== Supplied data ==

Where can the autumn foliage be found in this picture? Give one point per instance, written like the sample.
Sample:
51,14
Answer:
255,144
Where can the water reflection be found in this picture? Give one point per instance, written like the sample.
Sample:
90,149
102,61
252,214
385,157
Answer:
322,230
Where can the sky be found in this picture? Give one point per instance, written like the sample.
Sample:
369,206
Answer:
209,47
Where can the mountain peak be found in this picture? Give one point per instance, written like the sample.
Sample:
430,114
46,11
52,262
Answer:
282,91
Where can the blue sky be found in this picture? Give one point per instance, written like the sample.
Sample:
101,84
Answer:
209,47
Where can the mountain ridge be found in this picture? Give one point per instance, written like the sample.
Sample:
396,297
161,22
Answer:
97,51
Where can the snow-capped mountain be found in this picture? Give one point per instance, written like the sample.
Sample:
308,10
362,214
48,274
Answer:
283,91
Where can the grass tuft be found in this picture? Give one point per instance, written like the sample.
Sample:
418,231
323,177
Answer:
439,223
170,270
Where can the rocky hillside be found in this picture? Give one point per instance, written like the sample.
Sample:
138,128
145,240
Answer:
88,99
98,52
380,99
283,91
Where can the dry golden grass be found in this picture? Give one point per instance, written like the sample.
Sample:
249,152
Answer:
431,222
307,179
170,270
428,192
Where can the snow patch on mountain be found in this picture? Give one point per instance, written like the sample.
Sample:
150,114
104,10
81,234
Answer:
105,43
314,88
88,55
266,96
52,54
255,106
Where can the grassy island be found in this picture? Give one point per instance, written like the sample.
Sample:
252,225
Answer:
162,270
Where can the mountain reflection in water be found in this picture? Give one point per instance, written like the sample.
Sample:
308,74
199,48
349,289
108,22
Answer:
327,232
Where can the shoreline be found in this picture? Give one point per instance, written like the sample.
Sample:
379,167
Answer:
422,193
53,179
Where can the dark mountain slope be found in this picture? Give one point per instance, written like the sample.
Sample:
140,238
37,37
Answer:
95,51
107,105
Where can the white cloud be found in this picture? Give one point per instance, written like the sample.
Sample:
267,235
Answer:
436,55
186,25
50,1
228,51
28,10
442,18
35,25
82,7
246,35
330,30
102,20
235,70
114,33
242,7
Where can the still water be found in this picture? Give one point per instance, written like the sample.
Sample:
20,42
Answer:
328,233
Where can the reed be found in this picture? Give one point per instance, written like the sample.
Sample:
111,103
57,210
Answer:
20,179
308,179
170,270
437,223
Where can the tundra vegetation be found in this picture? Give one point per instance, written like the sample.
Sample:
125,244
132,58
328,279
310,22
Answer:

===

» **Try it**: Please restate each record exactly as it reads.

» **Problem solution**:
Where can the autumn foliage be found in this picture? Give one point per instance, written like the sample.
Sample:
51,14
Answer:
255,144
Where can the water reflection be found in this picture? Give one point per instance, written like the sample.
Sample:
90,149
102,61
252,214
385,157
Answer:
322,230
Where can the sky be found in this picture? Give one point per instance, written like the sample.
Sample:
369,206
Answer:
209,47
Where can the mountain peak be found in this picture? Give one point per instance, written like the sample.
Sample:
430,114
46,11
52,262
Answer:
282,91
Where can the blue sky be found in this picture? Give one point per instance, written like the sample.
Sample:
101,84
Answer:
209,47
Where can the mountain ridge be found in this picture? Give one point per instance, written like the sample.
Sample:
396,297
161,22
Answer:
97,51
Where can the snow-capped mountain be found in this picture? Give one point per instance, written like the sample.
Sample:
308,10
362,214
48,274
Answer:
283,91
Where can the grass tuft be found in this picture? Give one point per instance, written like the sample.
Sample:
418,231
323,177
Answer:
439,223
170,270
Where can the rocky hillside be found in this picture? Give one point per instance, written like the sample.
Sample:
138,128
145,240
Answer:
88,99
98,52
380,99
283,91
Where can the dry golden grass be found in this picture? Give one point per instance, written like the sample.
Sample:
249,152
Answer:
431,222
307,179
170,270
428,192
Where can the snow patch on mountain be found in this picture? Give one point per instance, written like the sample.
Sample:
150,114
104,10
81,234
Answer:
105,43
314,88
88,55
266,96
52,54
255,106
Where can the grassy island be found in this picture? Give one point per instance, written like the sample.
Sample:
252,225
Answer:
162,270
Where can the mountain reflection in water be found in this picture? Give one point per instance, written like the sample.
Sample:
308,74
199,48
349,289
108,22
Answer:
327,232
Where can the shoreline be found in this picture? Give one point per instance, written like the sample.
Sample:
379,167
Answer:
422,193
53,179
Where can the dark mountain slope be found in this picture? Give one point per instance, written like the sample.
Sample:
140,238
37,37
Answer:
95,51
107,105
Where can the white cloud be found in this picture? Give one point per instance, written like the sample.
Sample:
267,235
Answer:
436,55
186,25
50,1
228,51
28,10
442,18
35,25
82,7
246,35
330,30
102,20
235,70
114,33
242,7
Where can the still water be found in this picture? Give one point per instance, written like the sample.
Sample:
20,42
Answer:
328,233
Where can the reed be found in this picture? Give one point per instance, written like the sample.
Sample:
111,103
57,210
Answer:
20,179
308,179
170,270
437,223
Where can the tundra vegetation be found in this picture? Give one point per instance, written like the sample.
Sample:
125,244
132,58
328,279
310,22
Answer:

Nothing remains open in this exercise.